*TASKS AND EXERCISES*:
A: Repeat the passage on mirror neurons and autism starting with "The mirror neurons" and going on through "cause for autism.", switching "empathy" to "compassion".
B: Carry on the article about mirror neurons and autism from the point where it stops.

*EXCERPT PROVIDED*:
Research on mirror neurons as the cause for autism has taken a surprising turn. The theory that individuals on the spectrum have a dysfunction in mirror neuron activity is being challenged by new studies.
What Are Mirror Neurons?
Specialized neurons in the brain help people learn and interact with others. Mirror neurons have been observed in two different locations of the brain, the inferior parietal cortex and the premotor cortex. What makes these neurons distinct is that they ignite while a person is performing a task but they also ignite when a person watches someone else carry out the same task.
The mirror neurons respond the same when a person simply watches someone else perform a task and when doing the action herself. This creates a dynamic between perception and experience that can lead to:
- Ability to imitate
- Develop empathy
- Feel discomfort when others are in pain
- Ability to understand social cues
Problems with mirror neuron function has been the target for "mind blindness" that is commonly associated with autistic disorders.
Research on Mirror Neurons As the Cause for Autism
Problems with empathy and the inability to understand that others have different emotions and thoughts are considerable obstacles in cases of autism spectrum disorders. Research focuses on the dysfunction of mirror neurons as the cause for autism.

*DATASET*:

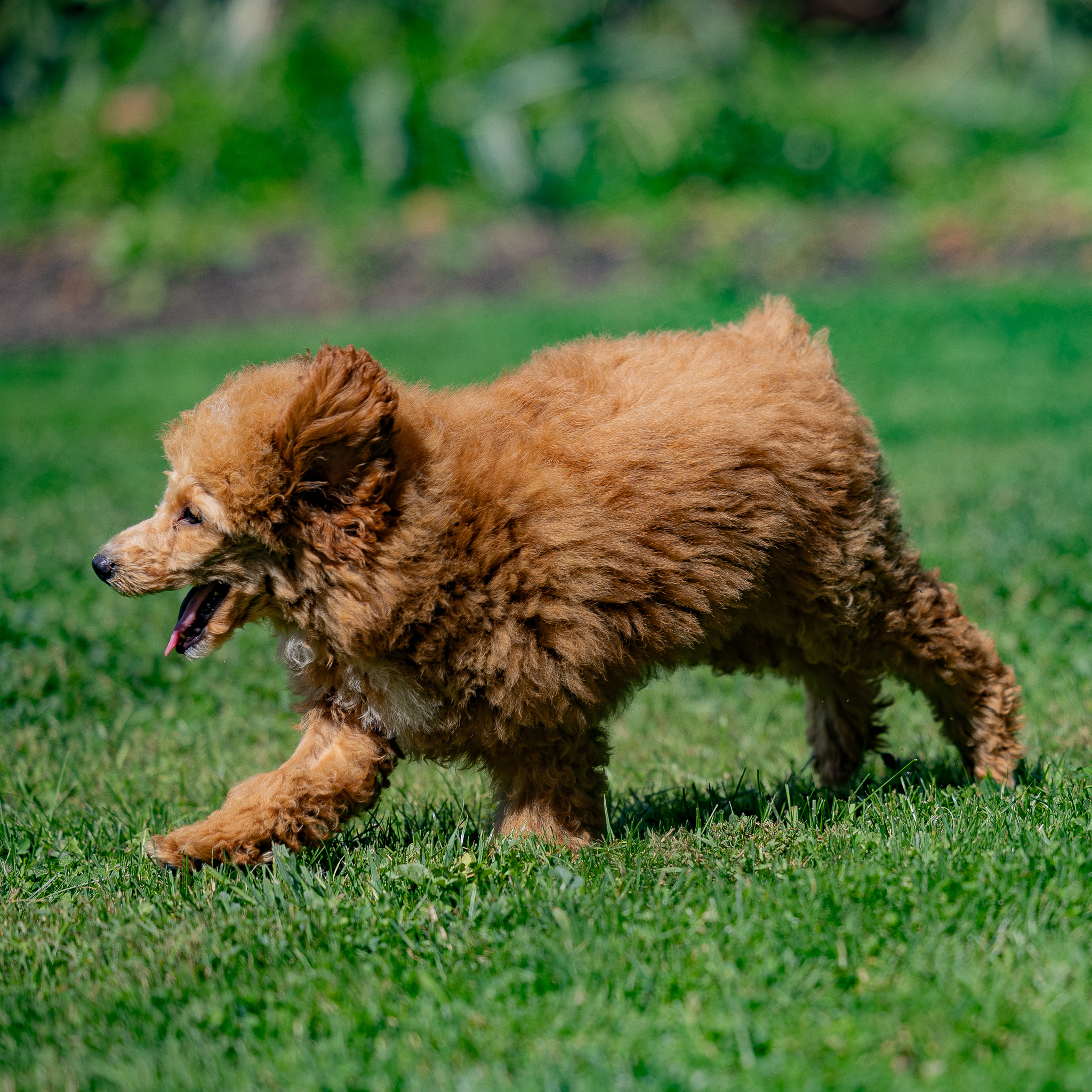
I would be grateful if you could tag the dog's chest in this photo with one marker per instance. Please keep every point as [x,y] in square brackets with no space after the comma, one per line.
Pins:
[384,697]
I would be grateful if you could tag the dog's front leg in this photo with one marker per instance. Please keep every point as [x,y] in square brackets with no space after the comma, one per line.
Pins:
[338,770]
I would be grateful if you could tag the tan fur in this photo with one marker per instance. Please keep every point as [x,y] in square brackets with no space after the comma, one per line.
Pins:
[482,576]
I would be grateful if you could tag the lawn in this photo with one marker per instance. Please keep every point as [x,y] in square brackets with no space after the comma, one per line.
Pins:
[742,929]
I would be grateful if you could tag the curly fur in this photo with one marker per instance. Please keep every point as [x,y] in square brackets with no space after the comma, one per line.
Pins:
[482,576]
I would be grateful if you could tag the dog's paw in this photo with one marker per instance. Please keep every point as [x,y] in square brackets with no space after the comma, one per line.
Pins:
[168,855]
[188,849]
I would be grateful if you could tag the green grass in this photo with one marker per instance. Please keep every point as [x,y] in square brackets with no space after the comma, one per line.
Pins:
[742,930]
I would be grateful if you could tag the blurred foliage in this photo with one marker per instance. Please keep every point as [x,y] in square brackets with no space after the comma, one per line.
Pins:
[165,128]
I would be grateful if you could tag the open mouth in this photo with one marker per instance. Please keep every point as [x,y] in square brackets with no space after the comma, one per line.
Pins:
[195,615]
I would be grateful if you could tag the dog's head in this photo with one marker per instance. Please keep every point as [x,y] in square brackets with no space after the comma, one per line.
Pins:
[282,471]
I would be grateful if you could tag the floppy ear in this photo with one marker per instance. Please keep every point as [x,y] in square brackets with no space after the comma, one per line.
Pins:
[334,436]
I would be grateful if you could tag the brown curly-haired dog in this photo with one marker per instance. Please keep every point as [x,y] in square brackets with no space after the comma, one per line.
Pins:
[481,576]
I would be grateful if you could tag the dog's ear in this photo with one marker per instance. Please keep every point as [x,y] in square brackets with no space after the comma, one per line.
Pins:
[334,436]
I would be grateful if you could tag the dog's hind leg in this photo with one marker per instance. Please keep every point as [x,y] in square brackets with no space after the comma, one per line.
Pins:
[936,649]
[557,792]
[338,770]
[842,721]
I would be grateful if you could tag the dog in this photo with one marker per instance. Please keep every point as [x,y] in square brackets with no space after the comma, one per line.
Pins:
[482,576]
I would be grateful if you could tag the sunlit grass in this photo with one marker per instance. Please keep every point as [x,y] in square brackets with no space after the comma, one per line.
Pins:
[742,929]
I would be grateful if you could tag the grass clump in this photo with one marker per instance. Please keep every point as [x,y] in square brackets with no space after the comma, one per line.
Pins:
[742,927]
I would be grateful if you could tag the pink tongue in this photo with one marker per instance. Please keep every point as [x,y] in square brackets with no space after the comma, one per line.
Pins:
[187,620]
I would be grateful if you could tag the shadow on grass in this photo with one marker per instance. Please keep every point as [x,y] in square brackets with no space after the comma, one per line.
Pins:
[680,808]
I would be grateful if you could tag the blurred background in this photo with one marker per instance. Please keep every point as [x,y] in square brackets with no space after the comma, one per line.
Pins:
[167,162]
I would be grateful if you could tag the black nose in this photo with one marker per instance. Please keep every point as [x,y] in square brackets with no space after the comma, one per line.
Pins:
[104,567]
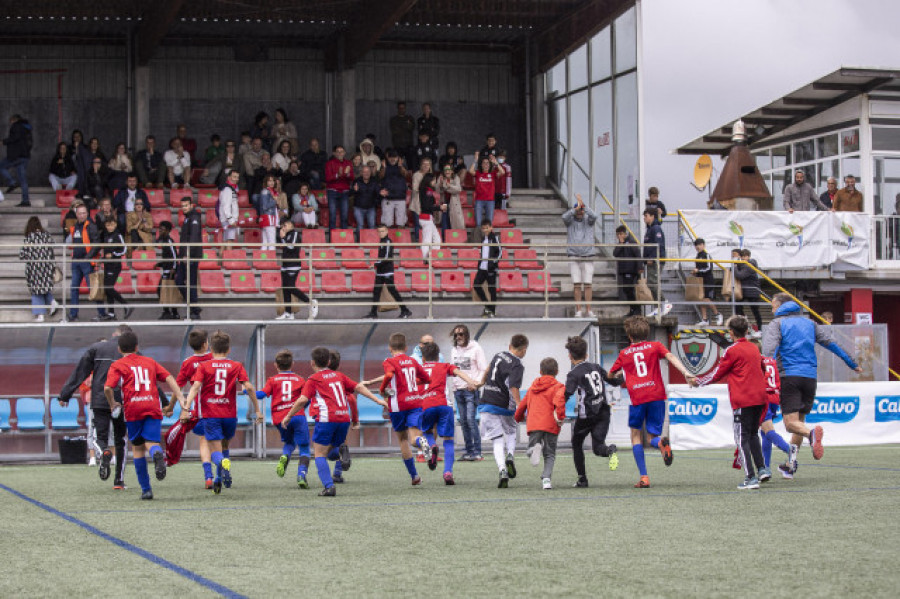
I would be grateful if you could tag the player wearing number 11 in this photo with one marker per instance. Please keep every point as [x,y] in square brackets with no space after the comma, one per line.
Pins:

*ANSWERS BY ITEM NUMBER*:
A:
The mirror neurons respond the same when a person simply watches someone else perform a task and when doing the action herself. This creates a dynamic between perception and experience that can lead to:
- Ability to imitate
- Develop compassion
- Feel discomfort when others are in pain
- Ability to understand social cues
Problems with mirror neuron function has been the target for "mind blindness" that is commonly associated with autistic disorders.
Research on Mirror Neurons As the Cause for Autism
Problems with compassion and the inability to understand that others have different emotions and thoughts are considerable obstacles in cases of autism spectrum disorders. Research focuses on the dysfunction of mirror neurons as the cause for autism.

B:
Mirror Neurons Linked to Autism
It makes sense that a complex neurological condition that affects social communication and interactions connects to mirror neurons and some research supports this theory. Studies linking autism to mirror neurons include:
- University of San Diego study found that mirror neurons in individuals with autism do not fire when they are observing others but they do when they are completing the task. This apparent dysfunction in the mirror neuron system was recorded in 10 people with autism using electroencephalograph (EEG) recordings.
- A University of California in Los Angeles study found a lack of activity in mirror neuron systems in children with autism. The test measured brain activity using functional magnetic resonance imaging (fMRI) in 12 children with high functioning autism.
- Researchers from Children's Hospital of Philadelphia used diffusion tensor imaging (DTI) to track water molecules in the brain. This study found abnormalities in gray matter linked to mirror neuron systems in 13 autistic children participating in the study.
With such promising studies, it may be surprising to discover that newer research has found normally functioning mirror neuron systems in people with autism.
Normal Mirror Neuron Activity in Autism
The theory that mirror neuron dysfunction is a cause of autism is reasonable and many researchers have found evidence in brain differences in individuals on the spectrum. Neuroscientists continue their exploration of mirror neurons in autism with surprising results.
The journal Neuron reports a study that found that mirror neuron responses in autistic subjects tested were strong and normal. The study used fMRI scanning to measure brain activity in autistic participants and in neurotypical participants.
Why does this study have such different results? Ilan Dinstein is a neuroscientist who has a reasonable explanation. Testing for mirror neuron dysfunction in individuals with autism may be skewed by a delayed response. The autistic brain may experience a delay in mirror neuron activity that may be misinterpreted as a dysfunction.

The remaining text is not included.